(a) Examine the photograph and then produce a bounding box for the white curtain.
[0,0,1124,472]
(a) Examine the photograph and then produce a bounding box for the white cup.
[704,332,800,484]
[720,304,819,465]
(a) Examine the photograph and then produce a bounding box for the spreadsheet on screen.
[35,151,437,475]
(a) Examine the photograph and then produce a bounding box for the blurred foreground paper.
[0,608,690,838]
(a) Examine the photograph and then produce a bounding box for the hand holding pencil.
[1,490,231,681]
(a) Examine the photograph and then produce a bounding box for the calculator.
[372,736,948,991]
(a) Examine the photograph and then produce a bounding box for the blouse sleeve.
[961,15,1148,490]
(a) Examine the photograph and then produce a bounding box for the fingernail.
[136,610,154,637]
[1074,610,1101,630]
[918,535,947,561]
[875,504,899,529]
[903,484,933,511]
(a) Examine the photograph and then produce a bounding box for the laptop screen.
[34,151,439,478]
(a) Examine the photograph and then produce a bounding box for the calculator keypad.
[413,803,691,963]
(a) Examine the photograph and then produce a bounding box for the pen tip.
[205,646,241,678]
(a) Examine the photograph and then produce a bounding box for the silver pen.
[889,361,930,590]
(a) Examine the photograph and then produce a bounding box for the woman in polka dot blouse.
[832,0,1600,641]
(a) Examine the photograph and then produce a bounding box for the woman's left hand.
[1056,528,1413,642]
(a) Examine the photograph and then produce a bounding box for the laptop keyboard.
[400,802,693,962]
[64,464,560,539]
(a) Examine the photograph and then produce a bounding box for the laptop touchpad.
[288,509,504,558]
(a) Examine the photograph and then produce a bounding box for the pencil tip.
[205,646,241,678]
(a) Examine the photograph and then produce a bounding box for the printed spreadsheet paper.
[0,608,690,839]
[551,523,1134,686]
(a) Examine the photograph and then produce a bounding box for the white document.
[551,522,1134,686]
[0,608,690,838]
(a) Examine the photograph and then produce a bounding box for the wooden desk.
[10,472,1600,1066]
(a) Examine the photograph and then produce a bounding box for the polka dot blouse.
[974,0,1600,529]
::::::
> **Work instructions**:
Output the data in full, please, exactly as written.

> **Reply**:
(a) Examine the photograph and then produce a bounding box for the white curtain.
[0,0,1124,472]
(a) Examine the photograph and then produce a bounding box for the white cup.
[704,332,800,484]
[720,304,819,465]
(a) Examine the photograph and then produce a bounding box for the spreadsheet on screen.
[35,151,437,475]
(a) Examine the photograph and then produce a bounding box for the blurred foreground paper.
[0,608,690,838]
(a) Examine the photograph and then produce a bounding box for the hand holding pencil.
[1,490,231,681]
(a) Examine the photograph and then produce a bounding box for the calculator.
[372,736,948,991]
(a) Examine the photograph and then produce a bounding box for the blouse sleeve.
[961,15,1148,490]
(a) Examine the photograph and then produce a bounding box for the fingernail.
[136,610,154,637]
[1074,610,1101,630]
[918,535,947,561]
[875,504,899,529]
[903,484,933,511]
(a) Examine the photograph and then produce a bounding box for the laptop screen.
[34,151,439,478]
(a) Examine the photograph and then produce a bounding box for the calculator keypad.
[413,803,691,963]
(a) Examine the photograph and then produce a bounding box for the pen tip.
[205,646,241,678]
(a) Examine the photograph and then produce a bounding box for the silver pen.
[889,361,930,590]
(a) Examine the photograph and then produce a bounding box for the woman in polka dot blouse.
[832,0,1600,641]
(a) Examine the photograph and then produce a bounding box for the woman's left hand.
[1056,528,1413,642]
(a) Examine the photograph and then produce a bounding box for the laptop keyboard.
[400,802,693,962]
[64,464,560,539]
(a) Examine the photograph and then produce a bounding box for the laptop touchpad.
[288,509,504,558]
(a) Examine the photograph and then produce a bounding box for the pencil tip.
[205,646,241,678]
(a) Examine the photograph and then produce a bounding box for the printed spreadsheet paper.
[0,608,690,839]
[551,523,1134,686]
(a) Examine the photograph and then produce a bounding box for the white document.
[551,522,1134,686]
[0,608,690,838]
(a) Examine the photograph and then produce a bounding box for the wooden desk.
[10,472,1600,1066]
(a) Examine the photograph and then produce a bounding box for the polka dot blouse.
[974,0,1600,529]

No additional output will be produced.